> **ZU BEARBEITENDE AUFGABEN**:
(a) Wie lautet der Satz „Insgesamt fordert der Angriff 23 Todesopfer.“ aus dem Text über den Bombenangriff auf Wulfen auf Englisch?
(b) Gib aus dem Text über den Bombenangriff auf Wulfen genau den Abschnitt aus, der mit den Worten „Der 22. März“ beginnt und mit „dienenden Bombentrichter beigesetzt.“ endet.

> **SEITENTEXT**:
# # #

Der 22. März 1945 wird Wulfens Schicksalstag. Morgens, um 10:10 Uhr, werden bei einem Angriff eines amerikanischen Bomberverbandes vier Bombenteppiche über das Dorf gelegt. Der Erste trifft das Dorf und die Kirche. Der zweite Angriff trifft den Bahnhof, der Dritte den neuen Friedhof und der Vierte die Häuser Auf der Koppel. Insgesamt werden durch etwa 125 Sprengbomben von 5 bis 10 Zentnern Gewicht außer der Kirche auch 15 Häuser total zerstört. Sieben weitere Wohnhäuser müssen sofort geräumt werden und zwölf andere erhalten schwere Beschädigungen. Insgesamt fordert der Angriff 23 Todesopfer. 22 Opfer der Bombenkatastrophe werden unter großer Anteilnahme der Bevölkerung am 25. März 1945 auf dem ebenfalls von Bomben getroffenen, verwüsteten Friedhof gemeinschaftlich in einem als Grab dienenden Bombentrichter beigesetzt.

# # #

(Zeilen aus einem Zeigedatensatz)
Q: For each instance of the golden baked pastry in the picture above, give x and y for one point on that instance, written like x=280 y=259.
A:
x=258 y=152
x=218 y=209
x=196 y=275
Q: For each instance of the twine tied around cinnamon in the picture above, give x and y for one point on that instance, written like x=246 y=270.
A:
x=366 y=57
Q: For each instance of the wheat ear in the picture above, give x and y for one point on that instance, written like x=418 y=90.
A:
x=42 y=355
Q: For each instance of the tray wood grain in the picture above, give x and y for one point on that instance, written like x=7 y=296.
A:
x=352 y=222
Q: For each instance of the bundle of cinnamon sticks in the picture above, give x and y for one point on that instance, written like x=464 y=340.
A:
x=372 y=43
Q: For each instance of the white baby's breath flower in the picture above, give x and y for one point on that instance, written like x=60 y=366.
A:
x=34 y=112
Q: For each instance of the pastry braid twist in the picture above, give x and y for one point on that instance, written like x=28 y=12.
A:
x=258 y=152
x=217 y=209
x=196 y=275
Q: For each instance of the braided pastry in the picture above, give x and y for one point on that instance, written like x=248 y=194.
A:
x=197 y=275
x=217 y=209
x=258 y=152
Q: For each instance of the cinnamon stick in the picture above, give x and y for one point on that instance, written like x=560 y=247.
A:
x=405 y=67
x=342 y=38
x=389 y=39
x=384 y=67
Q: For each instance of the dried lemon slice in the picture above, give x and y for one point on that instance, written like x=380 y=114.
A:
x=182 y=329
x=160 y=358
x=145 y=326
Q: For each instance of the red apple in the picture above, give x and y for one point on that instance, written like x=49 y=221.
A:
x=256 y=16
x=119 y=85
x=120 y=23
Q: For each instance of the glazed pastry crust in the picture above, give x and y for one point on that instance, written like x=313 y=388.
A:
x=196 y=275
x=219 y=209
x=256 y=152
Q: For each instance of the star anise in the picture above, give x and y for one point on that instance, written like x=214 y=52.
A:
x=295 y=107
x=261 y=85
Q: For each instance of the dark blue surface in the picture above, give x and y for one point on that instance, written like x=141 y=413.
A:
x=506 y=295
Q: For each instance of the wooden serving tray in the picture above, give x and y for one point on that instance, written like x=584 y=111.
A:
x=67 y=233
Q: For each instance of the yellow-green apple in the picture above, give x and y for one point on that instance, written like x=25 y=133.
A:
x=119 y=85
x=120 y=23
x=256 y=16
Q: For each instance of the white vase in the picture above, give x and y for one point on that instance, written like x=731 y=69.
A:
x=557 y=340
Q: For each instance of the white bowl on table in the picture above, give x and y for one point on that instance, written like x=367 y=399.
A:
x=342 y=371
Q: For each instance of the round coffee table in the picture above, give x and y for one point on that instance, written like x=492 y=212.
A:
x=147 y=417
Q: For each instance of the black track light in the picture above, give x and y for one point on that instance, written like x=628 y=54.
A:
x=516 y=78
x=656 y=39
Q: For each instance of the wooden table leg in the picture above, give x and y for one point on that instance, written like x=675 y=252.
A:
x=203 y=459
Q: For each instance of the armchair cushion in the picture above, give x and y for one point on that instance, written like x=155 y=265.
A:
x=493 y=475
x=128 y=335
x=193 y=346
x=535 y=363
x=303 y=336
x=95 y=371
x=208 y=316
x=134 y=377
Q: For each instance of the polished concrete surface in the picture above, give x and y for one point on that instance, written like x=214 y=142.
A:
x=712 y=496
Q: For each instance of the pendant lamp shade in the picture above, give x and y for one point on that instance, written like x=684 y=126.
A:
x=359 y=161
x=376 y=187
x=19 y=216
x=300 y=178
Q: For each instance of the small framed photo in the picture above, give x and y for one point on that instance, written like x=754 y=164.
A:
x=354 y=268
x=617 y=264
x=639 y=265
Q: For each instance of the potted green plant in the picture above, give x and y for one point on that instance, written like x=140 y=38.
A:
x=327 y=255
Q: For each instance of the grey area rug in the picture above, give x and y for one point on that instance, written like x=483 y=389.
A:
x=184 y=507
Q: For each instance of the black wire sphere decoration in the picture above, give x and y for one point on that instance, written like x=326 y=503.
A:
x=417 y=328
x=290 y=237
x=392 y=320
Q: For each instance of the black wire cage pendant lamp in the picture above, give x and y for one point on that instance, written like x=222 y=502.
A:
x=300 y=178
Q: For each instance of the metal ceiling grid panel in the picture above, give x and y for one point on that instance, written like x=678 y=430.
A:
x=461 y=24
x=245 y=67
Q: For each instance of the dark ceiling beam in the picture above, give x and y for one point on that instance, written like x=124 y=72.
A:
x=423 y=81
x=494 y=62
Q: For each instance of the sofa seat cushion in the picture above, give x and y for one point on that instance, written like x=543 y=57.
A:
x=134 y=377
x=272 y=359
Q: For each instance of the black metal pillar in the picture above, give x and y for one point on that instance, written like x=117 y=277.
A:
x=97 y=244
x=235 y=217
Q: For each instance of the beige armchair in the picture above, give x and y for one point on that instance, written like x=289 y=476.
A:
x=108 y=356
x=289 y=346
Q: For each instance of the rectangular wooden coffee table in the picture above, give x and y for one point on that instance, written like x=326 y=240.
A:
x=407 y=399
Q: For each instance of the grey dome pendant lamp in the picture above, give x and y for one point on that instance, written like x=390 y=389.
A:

# # #

> **LÖSUNGEN**:
(a) In total, the attack claims 23 lives.

(b)
Der 22. März 1945 wird Wulfens Schicksalstag. Morgens, um 10:10 Uhr, werden bei einem Angriff eines amerikanischen Bomberverbandes vier Bombenteppiche über das Dorf gelegt. Der Erste trifft das Dorf und die Kirche. Der zweite Angriff trifft den Bahnhof, der Dritte den neuen Friedhof und der Vierte die Häuser Auf der Koppel. Insgesamt werden durch etwa 125 Sprengbomben von 5 bis 10 Zentnern Gewicht außer der Kirche auch 15 Häuser total zerstört. Sieben weitere Wohnhäuser müssen sofort geräumt werden und zwölf andere erhalten schwere Beschädigungen. Insgesamt fordert der Angriff 23 Todesopfer. 22 Opfer der Bombenkatastrophe werden unter großer Anteilnahme der Bevölkerung am 25. März 1945 auf dem ebenfalls von Bomben getroffenen, verwüsteten Friedhof gemeinschaftlich in einem als Grab dienenden Bombentrichter beigesetzt.